Required work | From the line containing "Target: green grass" down to the line containing "Q: Point out every instance of the tall" in the records below, reproduce every line exactly, ends included, and omit all others.

BEGIN Provided material

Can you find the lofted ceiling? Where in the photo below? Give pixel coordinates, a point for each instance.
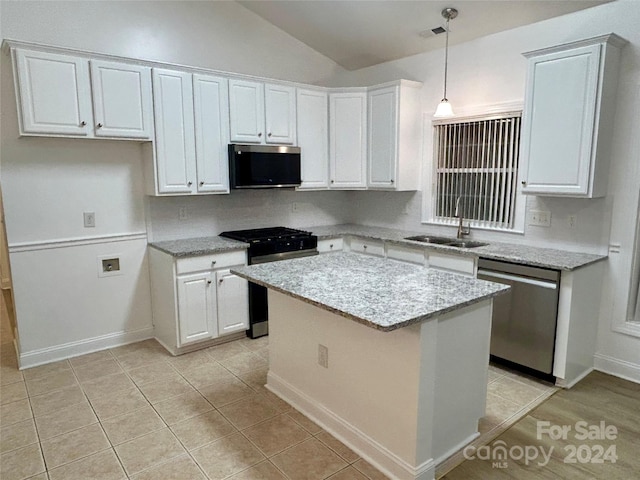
(358, 34)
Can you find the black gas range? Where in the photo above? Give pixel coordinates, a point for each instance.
(270, 245)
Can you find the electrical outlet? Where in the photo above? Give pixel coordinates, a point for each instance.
(540, 218)
(323, 356)
(89, 219)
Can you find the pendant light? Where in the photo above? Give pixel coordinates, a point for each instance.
(444, 107)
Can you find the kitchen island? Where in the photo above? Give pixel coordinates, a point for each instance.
(391, 358)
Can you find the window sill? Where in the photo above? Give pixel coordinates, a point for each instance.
(474, 227)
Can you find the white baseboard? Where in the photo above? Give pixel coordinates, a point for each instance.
(379, 456)
(619, 368)
(82, 347)
(562, 383)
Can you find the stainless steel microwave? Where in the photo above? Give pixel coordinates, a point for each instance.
(264, 166)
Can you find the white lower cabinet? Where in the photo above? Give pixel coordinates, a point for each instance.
(196, 308)
(197, 299)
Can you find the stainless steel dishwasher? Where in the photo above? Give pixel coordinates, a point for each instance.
(524, 321)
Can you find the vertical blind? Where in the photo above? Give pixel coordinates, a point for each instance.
(477, 165)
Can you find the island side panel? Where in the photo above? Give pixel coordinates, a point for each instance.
(369, 394)
(462, 359)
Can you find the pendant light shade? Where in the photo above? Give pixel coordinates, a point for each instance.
(444, 108)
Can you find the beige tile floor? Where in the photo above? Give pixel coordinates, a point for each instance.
(135, 412)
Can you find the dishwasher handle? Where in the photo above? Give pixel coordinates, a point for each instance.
(518, 279)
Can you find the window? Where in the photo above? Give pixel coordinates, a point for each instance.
(476, 170)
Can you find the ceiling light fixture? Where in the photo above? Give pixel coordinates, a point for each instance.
(444, 107)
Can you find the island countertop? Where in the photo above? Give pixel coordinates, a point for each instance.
(381, 293)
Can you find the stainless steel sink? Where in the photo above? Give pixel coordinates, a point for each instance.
(450, 242)
(466, 244)
(431, 239)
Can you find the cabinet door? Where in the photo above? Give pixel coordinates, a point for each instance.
(383, 137)
(313, 137)
(233, 302)
(280, 114)
(347, 139)
(211, 108)
(55, 95)
(175, 136)
(246, 111)
(558, 123)
(122, 103)
(196, 308)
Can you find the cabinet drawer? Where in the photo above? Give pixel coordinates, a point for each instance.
(371, 247)
(404, 254)
(330, 245)
(455, 263)
(209, 262)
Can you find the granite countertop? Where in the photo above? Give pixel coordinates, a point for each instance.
(189, 247)
(380, 293)
(508, 252)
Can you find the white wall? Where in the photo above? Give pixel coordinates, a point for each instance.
(491, 70)
(63, 307)
(213, 214)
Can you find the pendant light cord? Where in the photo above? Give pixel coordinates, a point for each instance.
(446, 60)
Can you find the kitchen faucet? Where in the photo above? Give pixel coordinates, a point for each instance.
(462, 230)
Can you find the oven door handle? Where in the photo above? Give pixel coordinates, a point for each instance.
(518, 279)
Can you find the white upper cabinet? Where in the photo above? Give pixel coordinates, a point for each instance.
(56, 97)
(261, 113)
(54, 94)
(246, 103)
(280, 114)
(313, 137)
(192, 133)
(348, 139)
(394, 136)
(568, 118)
(175, 134)
(122, 103)
(211, 107)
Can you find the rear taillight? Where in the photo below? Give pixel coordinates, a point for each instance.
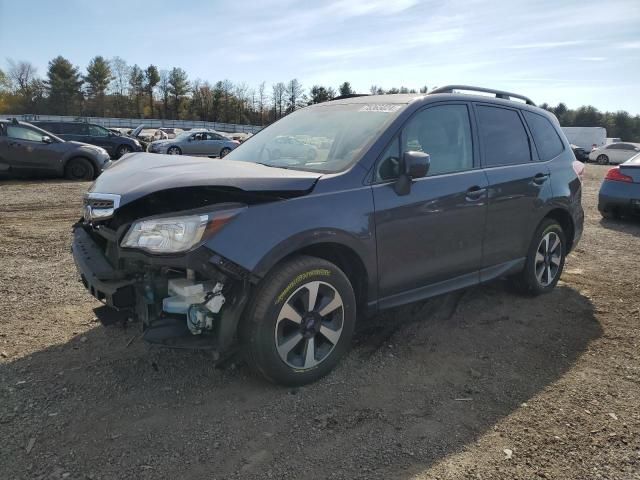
(578, 167)
(617, 176)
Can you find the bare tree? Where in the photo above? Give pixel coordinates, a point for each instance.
(261, 102)
(294, 94)
(279, 90)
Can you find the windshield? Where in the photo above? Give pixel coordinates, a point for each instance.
(320, 139)
(185, 135)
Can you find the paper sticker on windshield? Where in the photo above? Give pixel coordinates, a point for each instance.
(381, 107)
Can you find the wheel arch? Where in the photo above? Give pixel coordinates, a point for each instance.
(563, 217)
(344, 256)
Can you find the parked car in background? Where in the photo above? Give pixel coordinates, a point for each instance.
(620, 190)
(580, 153)
(287, 147)
(444, 191)
(116, 145)
(586, 137)
(614, 153)
(28, 150)
(171, 132)
(197, 143)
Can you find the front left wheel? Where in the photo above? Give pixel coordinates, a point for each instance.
(300, 321)
(79, 169)
(123, 150)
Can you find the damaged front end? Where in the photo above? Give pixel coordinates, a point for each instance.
(148, 260)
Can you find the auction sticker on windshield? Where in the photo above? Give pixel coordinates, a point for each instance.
(381, 108)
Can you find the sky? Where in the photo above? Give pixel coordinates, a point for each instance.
(576, 52)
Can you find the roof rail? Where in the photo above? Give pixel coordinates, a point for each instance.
(497, 93)
(350, 95)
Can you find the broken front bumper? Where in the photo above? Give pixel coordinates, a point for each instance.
(98, 276)
(140, 287)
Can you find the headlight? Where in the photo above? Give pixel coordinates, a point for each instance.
(176, 234)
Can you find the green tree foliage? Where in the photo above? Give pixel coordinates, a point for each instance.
(113, 88)
(152, 78)
(97, 81)
(63, 83)
(178, 88)
(136, 82)
(321, 94)
(345, 89)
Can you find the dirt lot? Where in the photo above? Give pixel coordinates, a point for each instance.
(479, 384)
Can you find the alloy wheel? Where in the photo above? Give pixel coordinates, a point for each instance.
(548, 259)
(309, 325)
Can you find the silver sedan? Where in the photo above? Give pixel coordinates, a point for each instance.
(197, 143)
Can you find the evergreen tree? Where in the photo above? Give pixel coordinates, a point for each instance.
(345, 89)
(63, 82)
(97, 80)
(152, 78)
(178, 87)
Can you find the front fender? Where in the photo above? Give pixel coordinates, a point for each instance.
(266, 233)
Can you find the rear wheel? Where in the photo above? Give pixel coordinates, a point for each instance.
(79, 169)
(300, 321)
(545, 259)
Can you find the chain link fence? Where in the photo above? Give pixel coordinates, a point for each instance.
(147, 122)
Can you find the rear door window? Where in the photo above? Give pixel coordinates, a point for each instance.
(545, 136)
(20, 132)
(504, 138)
(75, 128)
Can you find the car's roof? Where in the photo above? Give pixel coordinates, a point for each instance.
(407, 98)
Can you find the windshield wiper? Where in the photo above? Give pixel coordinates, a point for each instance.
(271, 165)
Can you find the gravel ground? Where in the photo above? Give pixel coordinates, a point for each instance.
(481, 384)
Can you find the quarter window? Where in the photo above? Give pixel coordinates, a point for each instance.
(545, 136)
(98, 131)
(23, 133)
(504, 139)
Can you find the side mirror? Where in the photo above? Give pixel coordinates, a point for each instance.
(413, 165)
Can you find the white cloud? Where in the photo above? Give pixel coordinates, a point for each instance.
(540, 45)
(630, 45)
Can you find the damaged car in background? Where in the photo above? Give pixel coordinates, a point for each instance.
(276, 252)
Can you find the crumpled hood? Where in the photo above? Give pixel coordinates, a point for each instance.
(140, 174)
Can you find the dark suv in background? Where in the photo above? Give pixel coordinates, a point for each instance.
(404, 197)
(116, 145)
(28, 150)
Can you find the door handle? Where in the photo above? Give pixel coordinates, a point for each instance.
(475, 193)
(540, 178)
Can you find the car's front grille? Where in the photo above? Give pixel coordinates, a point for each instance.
(96, 203)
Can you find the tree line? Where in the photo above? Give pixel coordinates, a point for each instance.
(113, 88)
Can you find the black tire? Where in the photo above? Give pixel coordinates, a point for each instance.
(288, 285)
(528, 281)
(79, 169)
(123, 150)
(610, 214)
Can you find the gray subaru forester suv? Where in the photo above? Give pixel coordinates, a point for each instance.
(405, 197)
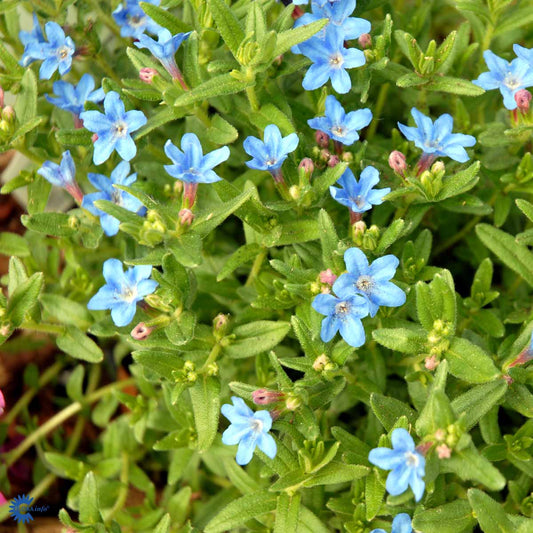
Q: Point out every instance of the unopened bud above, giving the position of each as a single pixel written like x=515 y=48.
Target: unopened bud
x=322 y=139
x=147 y=74
x=141 y=331
x=327 y=276
x=186 y=217
x=397 y=162
x=365 y=41
x=522 y=99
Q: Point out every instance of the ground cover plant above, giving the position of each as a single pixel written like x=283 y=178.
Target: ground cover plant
x=293 y=288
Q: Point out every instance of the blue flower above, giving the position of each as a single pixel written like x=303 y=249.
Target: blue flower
x=191 y=165
x=371 y=281
x=343 y=315
x=340 y=126
x=133 y=21
x=164 y=48
x=407 y=464
x=400 y=524
x=113 y=128
x=359 y=196
x=73 y=97
x=119 y=176
x=248 y=430
x=508 y=77
x=436 y=138
x=330 y=61
x=123 y=290
x=270 y=153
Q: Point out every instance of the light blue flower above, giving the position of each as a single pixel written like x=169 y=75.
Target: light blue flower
x=407 y=465
x=436 y=138
x=343 y=315
x=509 y=78
x=190 y=164
x=119 y=176
x=73 y=97
x=123 y=290
x=133 y=21
x=270 y=153
x=371 y=281
x=164 y=48
x=340 y=126
x=114 y=128
x=400 y=524
x=248 y=430
x=360 y=195
x=330 y=61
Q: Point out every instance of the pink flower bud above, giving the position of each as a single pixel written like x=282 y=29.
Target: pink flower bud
x=322 y=139
x=327 y=276
x=365 y=41
x=522 y=99
x=397 y=162
x=265 y=397
x=186 y=217
x=147 y=74
x=141 y=331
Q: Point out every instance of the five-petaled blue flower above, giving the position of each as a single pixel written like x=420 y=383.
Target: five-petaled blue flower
x=190 y=164
x=133 y=21
x=371 y=281
x=164 y=48
x=400 y=524
x=508 y=77
x=340 y=126
x=113 y=128
x=436 y=138
x=73 y=97
x=359 y=196
x=343 y=315
x=248 y=429
x=270 y=153
x=57 y=52
x=119 y=176
x=330 y=60
x=406 y=463
x=123 y=290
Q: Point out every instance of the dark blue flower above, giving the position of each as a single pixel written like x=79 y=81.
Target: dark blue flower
x=509 y=78
x=114 y=128
x=119 y=176
x=164 y=48
x=436 y=138
x=73 y=97
x=133 y=21
x=270 y=153
x=123 y=290
x=406 y=463
x=343 y=315
x=340 y=126
x=360 y=195
x=190 y=164
x=371 y=281
x=400 y=524
x=330 y=60
x=248 y=430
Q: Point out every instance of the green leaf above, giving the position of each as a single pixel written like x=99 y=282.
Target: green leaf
x=89 y=505
x=240 y=511
x=205 y=398
x=469 y=362
x=256 y=337
x=516 y=256
x=227 y=24
x=75 y=343
x=24 y=299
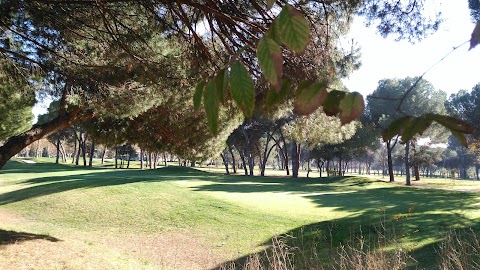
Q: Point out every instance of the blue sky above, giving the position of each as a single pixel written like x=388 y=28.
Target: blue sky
x=384 y=58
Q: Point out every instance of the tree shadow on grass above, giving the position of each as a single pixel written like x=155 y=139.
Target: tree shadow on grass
x=410 y=215
x=318 y=245
x=13 y=237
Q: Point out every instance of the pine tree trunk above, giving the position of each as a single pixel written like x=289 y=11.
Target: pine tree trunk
x=116 y=157
x=58 y=150
x=417 y=172
x=103 y=153
x=225 y=163
x=389 y=161
x=234 y=166
x=92 y=152
x=407 y=163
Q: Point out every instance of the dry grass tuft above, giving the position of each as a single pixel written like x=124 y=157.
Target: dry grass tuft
x=460 y=250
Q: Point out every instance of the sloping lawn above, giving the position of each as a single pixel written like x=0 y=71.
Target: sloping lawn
x=59 y=216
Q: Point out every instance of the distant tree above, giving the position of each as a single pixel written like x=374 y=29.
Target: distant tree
x=17 y=98
x=395 y=98
x=314 y=130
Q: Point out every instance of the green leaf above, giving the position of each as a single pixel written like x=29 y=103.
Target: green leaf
x=395 y=128
x=452 y=123
x=242 y=88
x=351 y=107
x=272 y=32
x=197 y=96
x=273 y=97
x=310 y=98
x=456 y=126
x=210 y=102
x=416 y=125
x=331 y=106
x=270 y=59
x=475 y=40
x=221 y=84
x=460 y=137
x=270 y=4
x=293 y=29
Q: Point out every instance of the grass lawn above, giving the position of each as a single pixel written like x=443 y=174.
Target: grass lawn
x=66 y=217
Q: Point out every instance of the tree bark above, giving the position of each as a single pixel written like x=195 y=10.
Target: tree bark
x=116 y=157
x=234 y=166
x=58 y=150
x=103 y=153
x=225 y=163
x=242 y=157
x=248 y=151
x=407 y=163
x=285 y=152
x=389 y=160
x=92 y=151
x=295 y=159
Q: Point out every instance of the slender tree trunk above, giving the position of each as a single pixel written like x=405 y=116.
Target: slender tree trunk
x=155 y=157
x=285 y=152
x=407 y=163
x=295 y=158
x=242 y=157
x=84 y=150
x=75 y=140
x=77 y=158
x=116 y=157
x=92 y=152
x=103 y=154
x=58 y=150
x=308 y=166
x=150 y=165
x=248 y=151
x=15 y=144
x=389 y=160
x=417 y=172
x=63 y=153
x=225 y=163
x=234 y=166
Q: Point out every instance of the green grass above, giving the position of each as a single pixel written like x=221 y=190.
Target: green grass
x=231 y=214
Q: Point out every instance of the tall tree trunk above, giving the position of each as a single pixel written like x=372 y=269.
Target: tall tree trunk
x=242 y=157
x=389 y=160
x=79 y=150
x=417 y=172
x=92 y=152
x=295 y=158
x=103 y=154
x=248 y=151
x=63 y=153
x=84 y=150
x=15 y=144
x=116 y=157
x=234 y=166
x=225 y=162
x=285 y=152
x=150 y=165
x=407 y=162
x=58 y=150
x=75 y=140
x=155 y=157
x=308 y=166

END Provided material

Result below |
Target: green grass
x=231 y=214
Q: Point out every instance of the tall tree trunk above, giving the position of each as a single pixel written like x=372 y=269.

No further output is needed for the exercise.